> **EXERCISE AIM**
Reproduce the rows below, replacing every occurrence of "Target" with "Object" and keeping all other text unchanged.

═══ DATA SUPPLIED

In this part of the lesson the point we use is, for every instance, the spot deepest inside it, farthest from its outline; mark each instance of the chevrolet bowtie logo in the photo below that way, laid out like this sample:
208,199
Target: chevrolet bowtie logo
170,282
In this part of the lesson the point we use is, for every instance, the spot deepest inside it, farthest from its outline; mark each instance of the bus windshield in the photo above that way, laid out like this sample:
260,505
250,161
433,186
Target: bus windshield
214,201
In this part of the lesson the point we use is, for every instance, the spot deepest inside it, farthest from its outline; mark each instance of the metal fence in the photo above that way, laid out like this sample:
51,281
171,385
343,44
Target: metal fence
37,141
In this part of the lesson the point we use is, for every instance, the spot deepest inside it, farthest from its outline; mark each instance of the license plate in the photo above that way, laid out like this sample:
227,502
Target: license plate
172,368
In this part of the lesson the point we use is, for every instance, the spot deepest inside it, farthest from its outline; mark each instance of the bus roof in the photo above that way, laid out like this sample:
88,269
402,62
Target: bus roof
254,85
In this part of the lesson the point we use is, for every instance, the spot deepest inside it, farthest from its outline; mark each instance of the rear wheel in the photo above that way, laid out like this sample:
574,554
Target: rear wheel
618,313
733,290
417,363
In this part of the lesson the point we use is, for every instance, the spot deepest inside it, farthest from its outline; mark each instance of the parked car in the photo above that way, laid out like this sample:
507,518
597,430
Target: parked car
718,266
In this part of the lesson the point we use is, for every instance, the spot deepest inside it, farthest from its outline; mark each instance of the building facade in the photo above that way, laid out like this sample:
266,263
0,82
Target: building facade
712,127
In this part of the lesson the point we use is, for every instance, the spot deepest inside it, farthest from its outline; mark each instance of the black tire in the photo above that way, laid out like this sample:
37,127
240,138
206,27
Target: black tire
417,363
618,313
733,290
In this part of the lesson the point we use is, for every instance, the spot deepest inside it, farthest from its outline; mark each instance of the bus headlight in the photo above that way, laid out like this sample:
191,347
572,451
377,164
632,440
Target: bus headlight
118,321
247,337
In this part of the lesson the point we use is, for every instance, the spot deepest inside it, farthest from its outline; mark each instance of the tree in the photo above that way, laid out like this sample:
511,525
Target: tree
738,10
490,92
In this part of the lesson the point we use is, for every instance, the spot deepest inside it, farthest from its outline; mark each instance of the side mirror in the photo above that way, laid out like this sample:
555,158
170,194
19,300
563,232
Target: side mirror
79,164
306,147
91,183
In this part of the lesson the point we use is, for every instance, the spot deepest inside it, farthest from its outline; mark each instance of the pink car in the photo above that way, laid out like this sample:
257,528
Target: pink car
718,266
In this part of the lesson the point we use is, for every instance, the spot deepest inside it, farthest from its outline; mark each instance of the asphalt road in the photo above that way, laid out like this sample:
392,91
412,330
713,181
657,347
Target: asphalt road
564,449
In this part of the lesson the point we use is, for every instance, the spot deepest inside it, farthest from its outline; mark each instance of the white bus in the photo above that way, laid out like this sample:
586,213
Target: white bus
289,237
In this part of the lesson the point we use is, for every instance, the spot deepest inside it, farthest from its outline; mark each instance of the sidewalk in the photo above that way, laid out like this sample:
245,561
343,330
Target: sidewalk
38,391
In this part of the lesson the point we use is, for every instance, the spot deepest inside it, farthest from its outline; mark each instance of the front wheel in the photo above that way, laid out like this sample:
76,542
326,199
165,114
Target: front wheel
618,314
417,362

══════

> **RESPONSE TO THIS TASK**
In this part of the lesson the point we use is, for every instance, the spot deepest inside it, farthest from its outline; mark each instance of the chevrolet bowtie logo in the photo below that way, laid out like this sample:
208,199
Object: chevrolet bowtie logo
170,282
In this part of the lesson the point we use is, for every instance, the spot deepest inside it, farthest from its outline; mark each instance of the bus windshield in the photo above that way, laid out like this sample:
260,505
250,161
433,186
Object: bus windshield
214,201
In this part of the lesson the point we use is, for every instance, the spot deepest inside it, farthest from its outline; mark each instance of the metal fence in the photo above that way, laid out like this sample:
51,281
171,385
343,44
Object: metal fence
37,141
In this part of the lesson the point we use is, for every instance, the spot deepest inside it, farthest from its outline; mark each instance of the license plate in the photo above that way, laid out like this sample:
227,502
Object: license plate
172,368
In this part of the lesson the point we use is, for every instance, the spot deepest inside it, farthest from its outline; mark each instance of the bus roof in the photo above that way, laid out like this sample:
88,269
402,62
Object: bus roof
254,85
In this part of the lesson the point we use is, for every instance, the spot deepest inside it, farthest from its outline; mark each instance of the rear wheel in the photo above that way, laid out like this sample:
574,554
Object: rear wheel
618,313
733,290
417,363
In this part of the lesson the point we use is, for every instance, the spot deepest inside it, farthest from its outline; mark each instance of the parked car in the photo above that way, laid out like this sample:
507,518
597,430
Object: parked car
718,266
In this part of the lesson the point we use is, for every instance, the spot deepest inside it, farthest from its outline; mark each instance of the building facade in the photo above that way, laid out like this sample:
266,263
0,82
Object: building facade
712,127
In this part of the lesson the point we use is, for every instance, the spot deepest inside it, farthest from its outline; mark each instance of the black tire in the photo above that way, laid out like this sample:
37,127
240,138
206,27
Object: black tire
417,363
618,313
733,290
In this part of the lesson the point we use is, for every instance, the spot deepest inside it, farthest from its outline; mark each instance of the bus headlight in the photo above that way, laid out like this sample:
191,347
572,451
377,164
632,440
Object: bus headlight
118,321
247,337
In this part of the lesson the point we use is, for every instance, the spot deepest inside it, farthest from its outline; mark each instance of the tree in the photo above that way, laid out like this sample:
511,525
Object: tree
738,10
490,92
In this part of the lesson the point we use is, for every instance, the spot deepest inside it, farthest from its outline; mark each instance of the side mirror in the photo above that way, laid out like this sample:
555,158
170,194
19,300
563,232
Object: side mirror
79,164
306,147
91,183
In this part of the lesson the point we use is, for every instance, the spot deepest inside it, farthest from its outline; mark each instance of the pink car in the photo above that way, laid out like this sample:
257,528
Object: pink car
718,266
In this part of the lesson the point we use is, for every instance, the spot deepest inside it, farthest from its outline; mark each instance of the asphalt road in the photo above that way, laid out like this sample:
392,91
412,330
713,181
657,347
Object: asphalt road
564,449
In this part of the lesson the point we use is, for every instance, the spot deepest inside it, farthest from its outline; mark each instance of the white bus in the photo above that way, laid out like this sample:
586,213
Object: white bus
289,237
In this part of the lesson the point we use is, for every instance, the spot deepest inside it, farthest from its outline; mark each instance of the sidewalk in the photo above that way, laid out like this sample:
245,561
343,330
Object: sidewalk
38,391
In this part of the lesson the point we use is, for every instance, the spot deepest inside it, farthest from its outline; mark each instance of the front wheel in the photo above that way, laid out like this sample:
76,542
326,199
165,114
Object: front wheel
618,314
417,362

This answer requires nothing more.